Provided records »

____

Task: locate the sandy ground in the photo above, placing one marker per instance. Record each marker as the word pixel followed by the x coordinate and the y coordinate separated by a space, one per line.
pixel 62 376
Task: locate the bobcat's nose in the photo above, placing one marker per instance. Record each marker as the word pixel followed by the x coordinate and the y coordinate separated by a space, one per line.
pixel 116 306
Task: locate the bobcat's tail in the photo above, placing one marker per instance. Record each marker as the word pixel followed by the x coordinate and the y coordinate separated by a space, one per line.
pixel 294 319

____

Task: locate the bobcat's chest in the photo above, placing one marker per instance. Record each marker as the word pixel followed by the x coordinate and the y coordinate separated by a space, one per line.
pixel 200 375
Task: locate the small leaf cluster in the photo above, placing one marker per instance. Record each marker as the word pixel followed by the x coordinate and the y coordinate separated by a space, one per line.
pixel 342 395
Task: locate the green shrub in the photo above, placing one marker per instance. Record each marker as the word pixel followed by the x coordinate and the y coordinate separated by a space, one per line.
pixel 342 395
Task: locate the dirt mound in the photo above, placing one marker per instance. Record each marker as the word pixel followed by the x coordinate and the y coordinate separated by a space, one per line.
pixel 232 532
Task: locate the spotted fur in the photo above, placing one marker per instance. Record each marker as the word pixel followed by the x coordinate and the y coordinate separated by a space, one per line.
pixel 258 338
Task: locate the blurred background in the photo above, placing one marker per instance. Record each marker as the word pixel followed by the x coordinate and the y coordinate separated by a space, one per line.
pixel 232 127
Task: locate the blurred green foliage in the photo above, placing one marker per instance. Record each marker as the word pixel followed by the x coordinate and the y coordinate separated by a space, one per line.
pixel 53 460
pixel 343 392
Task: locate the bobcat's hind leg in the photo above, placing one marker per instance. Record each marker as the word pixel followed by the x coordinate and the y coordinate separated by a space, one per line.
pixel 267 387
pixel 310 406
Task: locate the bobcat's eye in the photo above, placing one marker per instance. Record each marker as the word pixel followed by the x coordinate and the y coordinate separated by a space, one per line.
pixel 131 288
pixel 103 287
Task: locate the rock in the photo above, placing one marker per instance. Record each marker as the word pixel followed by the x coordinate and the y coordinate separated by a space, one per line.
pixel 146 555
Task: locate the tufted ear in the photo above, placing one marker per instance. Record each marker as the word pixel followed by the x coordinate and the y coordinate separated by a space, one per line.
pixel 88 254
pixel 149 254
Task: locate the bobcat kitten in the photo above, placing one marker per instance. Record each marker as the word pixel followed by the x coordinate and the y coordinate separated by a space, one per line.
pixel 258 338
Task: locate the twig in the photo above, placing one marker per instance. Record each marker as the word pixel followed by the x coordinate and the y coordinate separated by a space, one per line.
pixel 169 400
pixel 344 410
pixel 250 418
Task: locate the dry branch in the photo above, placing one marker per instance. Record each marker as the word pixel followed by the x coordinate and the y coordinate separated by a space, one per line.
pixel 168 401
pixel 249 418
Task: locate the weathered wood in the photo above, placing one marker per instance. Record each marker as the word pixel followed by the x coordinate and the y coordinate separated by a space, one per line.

____

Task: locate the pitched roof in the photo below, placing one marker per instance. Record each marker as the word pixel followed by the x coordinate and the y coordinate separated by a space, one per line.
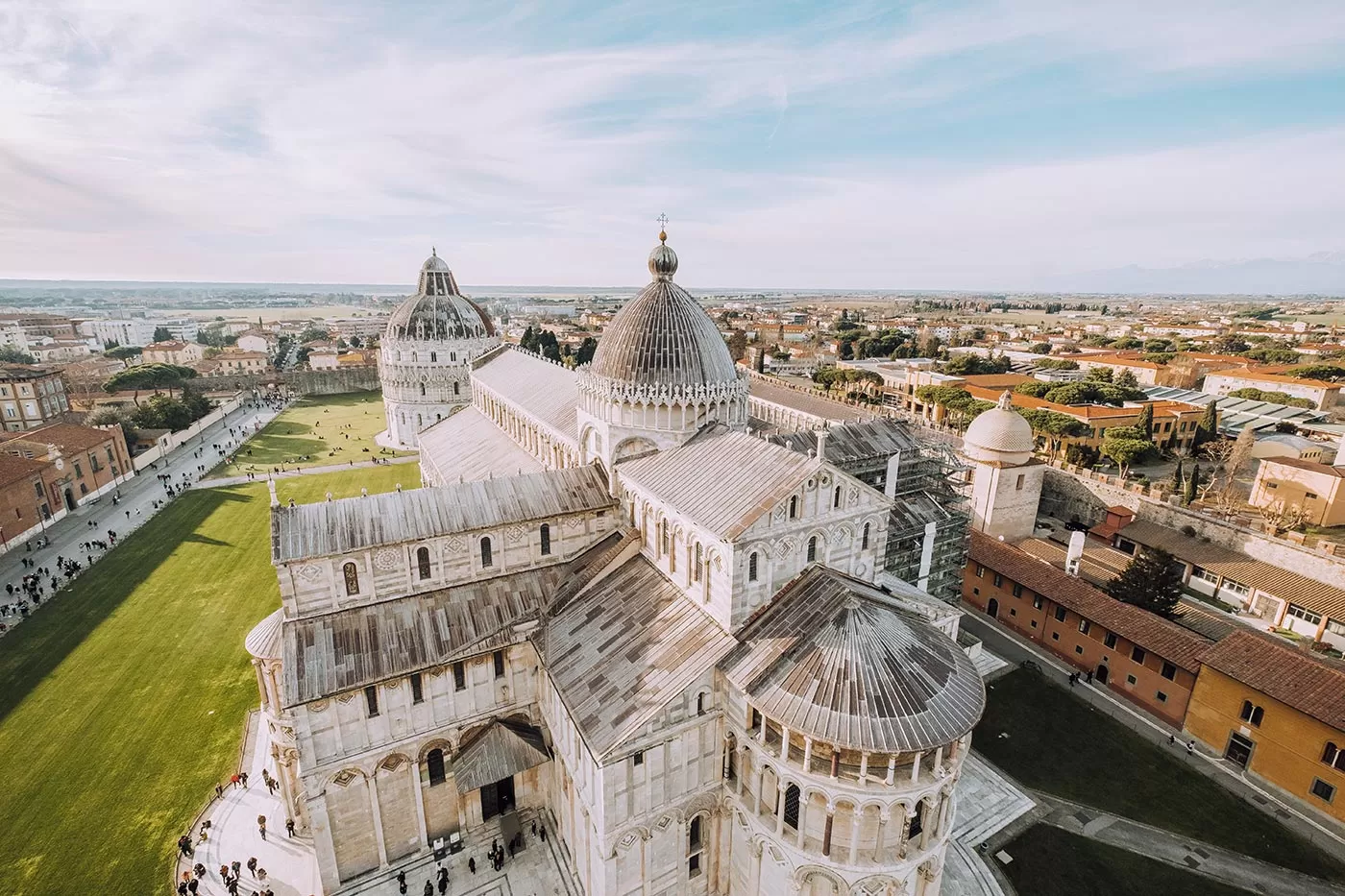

____

Work to be completed »
Rewrite the items from the line containing "Task: locate the bobcat's nose" through the line containing "pixel 294 319", changing "bobcat's" to "lynx's" and leaving everything else unchanged. Give only those lines.

Response for this exercise »
Task: locate the lynx's nose in the photo above, placing one marker per instance. Record each marker as the word pixel followed by the x coordinate and the y coordinate separated by a space, one per line.
pixel 116 306
Task: locate the lynx's tail in the photo above, placing one marker per instance. Record each marker as the word pixel followed by the x coordinate and the y coordinate separated by a space, one per line.
pixel 294 319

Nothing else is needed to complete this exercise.